Dataset entries:
_ _ _ _ _

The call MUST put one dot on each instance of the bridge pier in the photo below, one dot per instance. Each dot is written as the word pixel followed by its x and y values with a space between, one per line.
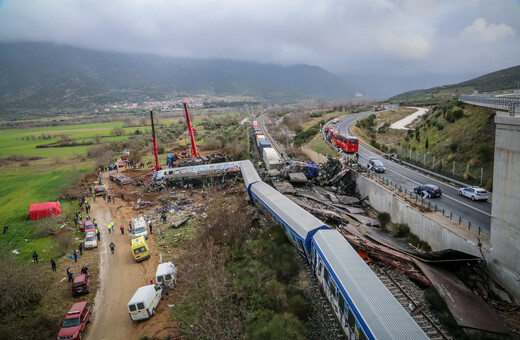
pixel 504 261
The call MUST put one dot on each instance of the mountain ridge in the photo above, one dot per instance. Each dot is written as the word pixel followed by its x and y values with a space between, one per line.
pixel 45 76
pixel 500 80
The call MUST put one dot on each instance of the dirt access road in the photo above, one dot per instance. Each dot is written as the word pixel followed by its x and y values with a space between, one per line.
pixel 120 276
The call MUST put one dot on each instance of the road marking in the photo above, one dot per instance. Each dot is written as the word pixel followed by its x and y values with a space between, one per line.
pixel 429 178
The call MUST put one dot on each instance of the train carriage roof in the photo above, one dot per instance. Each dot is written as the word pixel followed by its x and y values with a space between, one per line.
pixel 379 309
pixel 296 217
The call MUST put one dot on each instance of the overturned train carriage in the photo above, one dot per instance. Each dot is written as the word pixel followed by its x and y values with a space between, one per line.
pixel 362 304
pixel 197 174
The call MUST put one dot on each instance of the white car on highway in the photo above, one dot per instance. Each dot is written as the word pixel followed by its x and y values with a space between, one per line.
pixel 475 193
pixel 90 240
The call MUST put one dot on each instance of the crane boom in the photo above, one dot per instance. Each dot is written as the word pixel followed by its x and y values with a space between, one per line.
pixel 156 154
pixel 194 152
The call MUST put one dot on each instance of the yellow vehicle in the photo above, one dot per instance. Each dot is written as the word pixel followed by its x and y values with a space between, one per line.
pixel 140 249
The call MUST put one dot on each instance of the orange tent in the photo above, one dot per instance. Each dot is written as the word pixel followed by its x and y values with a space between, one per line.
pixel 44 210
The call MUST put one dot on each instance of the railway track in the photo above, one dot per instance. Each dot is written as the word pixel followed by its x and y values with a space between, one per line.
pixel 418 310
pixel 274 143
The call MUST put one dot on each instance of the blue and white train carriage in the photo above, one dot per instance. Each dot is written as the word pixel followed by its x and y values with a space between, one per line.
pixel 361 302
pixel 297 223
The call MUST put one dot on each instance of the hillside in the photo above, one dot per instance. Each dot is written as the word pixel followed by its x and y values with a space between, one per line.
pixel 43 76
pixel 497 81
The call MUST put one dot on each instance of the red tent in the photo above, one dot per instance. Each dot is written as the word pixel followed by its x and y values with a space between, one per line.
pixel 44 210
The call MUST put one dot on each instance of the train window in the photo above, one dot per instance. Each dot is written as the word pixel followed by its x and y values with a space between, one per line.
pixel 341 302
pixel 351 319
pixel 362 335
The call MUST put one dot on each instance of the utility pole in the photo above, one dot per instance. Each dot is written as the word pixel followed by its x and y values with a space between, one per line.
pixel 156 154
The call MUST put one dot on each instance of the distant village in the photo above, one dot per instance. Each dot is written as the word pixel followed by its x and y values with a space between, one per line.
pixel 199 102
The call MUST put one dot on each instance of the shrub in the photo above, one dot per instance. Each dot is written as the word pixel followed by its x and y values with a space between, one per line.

_ _ _ _ _

Set the preceding data down again word for word, omitting images.

#### EXPECTED ANSWER:
The call MUST put one dot on each instance of the bridge pier in the photo below, one dot per instance. Each dot is written as the word pixel followed by its x and y values with a space between, one per line.
pixel 504 261
The call MUST put one dot on each instance of the mountain ridge in the photo above, one dot per instance. Each dot is written as the word pixel followed by its x and y values with a space between, one per line.
pixel 45 76
pixel 500 80
The call MUST put one dot on each instance of the dirt access road in the photo above, one dot per instance. Each dot is written as the word pixel followed by its x and y values with a space between, one per line.
pixel 120 276
The call MUST put one dot on each instance of the road marking in the photo above, one dot per instance. Each dot is written as the word pixel followed by its x and y values with a space between, one per line.
pixel 429 178
The call MUST put one dot on each instance of the train carriage roof in the photo above, one dot per instance. Each dot is written as the word pixel followed by its x and y values with a space between, one per line.
pixel 379 309
pixel 296 217
The call MUST put one dot on each instance of the overturned train carriage in the photo above, one dot per instance. Each dot is written as the word pixel followed by its x and y values with a space between, one per line.
pixel 362 304
pixel 197 174
The call MUST put one dot on each instance of the white car on highway in the photo above, one dot per instance. Each dot is written as the word pixel followed by its x and y values with a space between, one per line.
pixel 475 193
pixel 90 240
The call MUST put one dot on each instance of the crane boom in the photo above, one dot per instance. Each dot is written as the word pixel followed by its x and y values with a space between, one per line.
pixel 156 154
pixel 194 152
The call MUST put one dot on each instance of the yellow vehicle in the photo above, one dot per instance. Each dot is written as the word pixel followed by its x and y values with a space between, one per line.
pixel 140 249
The call MUST put one dot on each instance of the orange tent in the photo above, one dot per instance. Each dot is written as the word pixel followed by its x and y values with a space between, one per line.
pixel 44 210
The call MUST put one dot on each instance of the railway track in the photo above, one dot per instance. Each dot is written as the word pixel followed by its x and y values with a space between, one per line.
pixel 418 310
pixel 274 143
The call MUST put one dot on each instance of the blue and white train carriage in the photo above, one dot per instance. Each dot is written as the word pixel followed by its x and y values with a space between, one per line.
pixel 361 302
pixel 297 223
The call MUST put one dot on each instance of the hillside in the photo above, one dot per instance. Each dot is written as the word pixel followed by its x and y values with a space between, one per line.
pixel 43 76
pixel 497 81
The call MUST put one dot on each instance of the red tent in the photo above, one dot per instance. Each dot is written as the word pixel followed by its x and y values with a space between, one per line.
pixel 44 210
The call MUST put one dot on each instance of the train window in the photo above, one dot per instance. Each dot is written as the word pixel followed by its x and y values with a space between, one per line.
pixel 341 302
pixel 351 319
pixel 362 335
The call MUST put one dot on each instance of the utility pole in the photo above, one dot per instance. Each dot is written as the word pixel followed by its x and y values with a space between, one per line.
pixel 156 154
The call MUST put one dot on each instance of the distant village in the photo above, one dot per instance. Each dot is written as the word pixel followed by its x and y values with a space between, one per line.
pixel 199 102
The call MUST put one dot on each instance of the shrub in the photo above, one dot per instance. Each dot is written as the word pixel followed by its x and y values with a space between, one per line.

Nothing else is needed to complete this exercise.